» Listing
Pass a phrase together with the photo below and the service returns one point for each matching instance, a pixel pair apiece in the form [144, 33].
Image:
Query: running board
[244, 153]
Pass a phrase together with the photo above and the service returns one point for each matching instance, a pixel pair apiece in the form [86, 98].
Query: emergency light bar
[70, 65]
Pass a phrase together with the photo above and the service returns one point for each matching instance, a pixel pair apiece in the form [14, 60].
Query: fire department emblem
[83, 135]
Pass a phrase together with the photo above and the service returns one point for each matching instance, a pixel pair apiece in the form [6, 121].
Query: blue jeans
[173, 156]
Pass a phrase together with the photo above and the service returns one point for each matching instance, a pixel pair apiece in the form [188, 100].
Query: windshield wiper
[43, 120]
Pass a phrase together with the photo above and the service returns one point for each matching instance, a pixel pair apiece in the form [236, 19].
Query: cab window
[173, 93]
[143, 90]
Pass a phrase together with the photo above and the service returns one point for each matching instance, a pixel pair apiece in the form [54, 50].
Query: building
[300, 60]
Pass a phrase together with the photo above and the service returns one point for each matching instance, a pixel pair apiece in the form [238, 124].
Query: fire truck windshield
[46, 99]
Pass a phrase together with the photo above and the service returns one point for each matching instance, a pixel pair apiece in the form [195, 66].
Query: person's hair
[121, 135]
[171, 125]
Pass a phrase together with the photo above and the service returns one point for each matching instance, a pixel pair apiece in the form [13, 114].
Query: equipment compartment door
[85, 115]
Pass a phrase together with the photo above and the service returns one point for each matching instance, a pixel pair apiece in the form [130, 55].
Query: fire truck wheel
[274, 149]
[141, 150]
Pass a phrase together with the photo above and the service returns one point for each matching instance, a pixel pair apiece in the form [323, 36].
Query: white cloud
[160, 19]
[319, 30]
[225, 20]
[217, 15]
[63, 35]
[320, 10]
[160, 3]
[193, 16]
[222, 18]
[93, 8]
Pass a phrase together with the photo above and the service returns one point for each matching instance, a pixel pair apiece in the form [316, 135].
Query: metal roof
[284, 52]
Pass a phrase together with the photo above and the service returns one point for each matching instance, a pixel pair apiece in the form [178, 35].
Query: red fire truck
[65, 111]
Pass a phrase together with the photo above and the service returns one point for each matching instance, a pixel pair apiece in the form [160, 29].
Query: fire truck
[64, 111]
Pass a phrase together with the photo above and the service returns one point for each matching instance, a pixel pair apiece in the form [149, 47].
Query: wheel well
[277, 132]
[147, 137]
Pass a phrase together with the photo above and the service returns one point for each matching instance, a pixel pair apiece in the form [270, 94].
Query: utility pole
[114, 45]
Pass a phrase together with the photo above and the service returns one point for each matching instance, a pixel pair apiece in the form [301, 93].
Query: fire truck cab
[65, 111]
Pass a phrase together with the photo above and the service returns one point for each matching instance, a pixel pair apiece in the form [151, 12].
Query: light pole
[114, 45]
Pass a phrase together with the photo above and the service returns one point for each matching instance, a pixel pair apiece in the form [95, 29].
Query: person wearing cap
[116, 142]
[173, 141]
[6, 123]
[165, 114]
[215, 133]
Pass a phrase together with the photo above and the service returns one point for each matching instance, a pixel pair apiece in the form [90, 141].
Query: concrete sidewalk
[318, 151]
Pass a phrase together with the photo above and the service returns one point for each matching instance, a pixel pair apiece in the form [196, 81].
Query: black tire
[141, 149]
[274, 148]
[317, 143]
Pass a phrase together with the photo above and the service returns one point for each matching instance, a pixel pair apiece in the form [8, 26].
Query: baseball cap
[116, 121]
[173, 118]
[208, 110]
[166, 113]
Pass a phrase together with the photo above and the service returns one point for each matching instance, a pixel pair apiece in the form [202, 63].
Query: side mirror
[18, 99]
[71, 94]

» What you have to do
Each line must be given again exactly as written above.

» Right answer
Pass a phrase together with the photo below and the service returns one point for each matching instance, a pixel pair apiece in the form [144, 33].
Image:
Query: running board
[244, 153]
Pass a phrase together with the photo above and the service returns one point for each matching instance, a pixel pair apiece in the form [86, 98].
Query: emergency light bar
[70, 65]
Pass a phrase together with the photo above and the service returns one point for each matching instance, a pixel pair apiece in the form [14, 60].
Query: fire department emblem
[83, 135]
Pass a phrase together with the photo above and the service returns one point for each matching instance, a pixel pair apiece in the form [6, 121].
Query: blue jeans
[173, 156]
Pass a phrase together with the photo above and the service returns one point for each matching instance, a pixel pair apiece in the form [188, 100].
Query: windshield wiper
[43, 120]
Pass a phrase together with the photo above and the service returns one point for each matching instance, a pixel pair apiece in the form [236, 19].
Query: cab window
[173, 93]
[143, 90]
Pass a phrase together with the photo above and the service returns one point for each matching instance, a pixel pair apiece in the form [54, 50].
Query: building
[300, 60]
Pass a phrase together with the photo above and the service returns one point for each matching instance, a pixel pair apiece in the form [238, 124].
Query: fire truck windshield
[46, 99]
Pass a phrase together with the photo above and the service returns one point for each matching instance, a pixel pair apiece in the form [195, 66].
Query: person's hair
[121, 135]
[171, 125]
Pass a phrase together with the photo above and the service returns one point for each matching instance, a pixel pair apiece in the form [13, 114].
Query: equipment compartment door
[85, 115]
Pass a phrase together with the photo above and the service returns one point for each matching instance, a pixel pair apiece in the form [130, 55].
Query: fire truck wheel
[274, 149]
[141, 150]
Pass a phrase together with the photo above and the service returns one point for each matching instance, a pixel pair apiece in the form [323, 36].
Query: white cloud
[160, 19]
[319, 30]
[225, 20]
[217, 15]
[63, 35]
[320, 10]
[160, 3]
[193, 16]
[222, 18]
[93, 8]
Pass a phrase together with the photo above and the service returns one point for each matching instance, a pixel pair apiece in the form [316, 135].
Query: metal roof
[284, 52]
Pass a phrase together with the photo above and the service returns one point for each matching instance, a pixel pair apiece in the form [178, 35].
Query: red fire truck
[65, 111]
Pass a phrase together with the photo above and the service returns one point for each matching instance, a pixel pair apiece in the form [160, 29].
Query: fire truck
[64, 111]
Pass a phrase together with the photo above and the service returns one point for each matching instance, a pixel pair apiece in the form [149, 47].
Query: wheel well
[277, 132]
[147, 137]
Pass a phrase together with the photo above and the service returns one point for each matching instance, a pixel pair apiece in the form [270, 94].
Query: utility pole
[114, 45]
Pass a phrase together with the photo above and the service returns one point for each matching instance, a pixel pair apiece in the form [301, 93].
Query: fire truck cab
[65, 111]
Pass a phrase together with the photo above and the service returns one point for each matching instance, a pixel pair apiece in the form [151, 12].
Query: light pole
[114, 45]
Pass a phrase together with the photo above and the service returns one point for each matching instance, a pixel pair apiece in the form [95, 29].
Query: person wearing cap
[116, 142]
[173, 141]
[6, 123]
[165, 114]
[215, 133]
Pass a phrase together with the photo above and the service returns one point for each matching instance, a pixel pair apiece in the form [90, 141].
Query: concrete sidewalk
[318, 151]
Pass a phrase together with the photo above and the service returns one point for each matching instance, a pixel pair apiece in the form [196, 81].
Query: black tire
[141, 149]
[274, 148]
[317, 143]
Pass a phrase together with the photo above and the service returns one point for each matching instance, a pixel pair apiece in the form [8, 26].
Query: baseball cap
[116, 121]
[173, 118]
[208, 110]
[166, 113]
Pass a phrase together with the photo above and the service returns one point for each matching instance, a pixel pair apiece in the form [202, 63].
Query: side mirror
[18, 99]
[71, 94]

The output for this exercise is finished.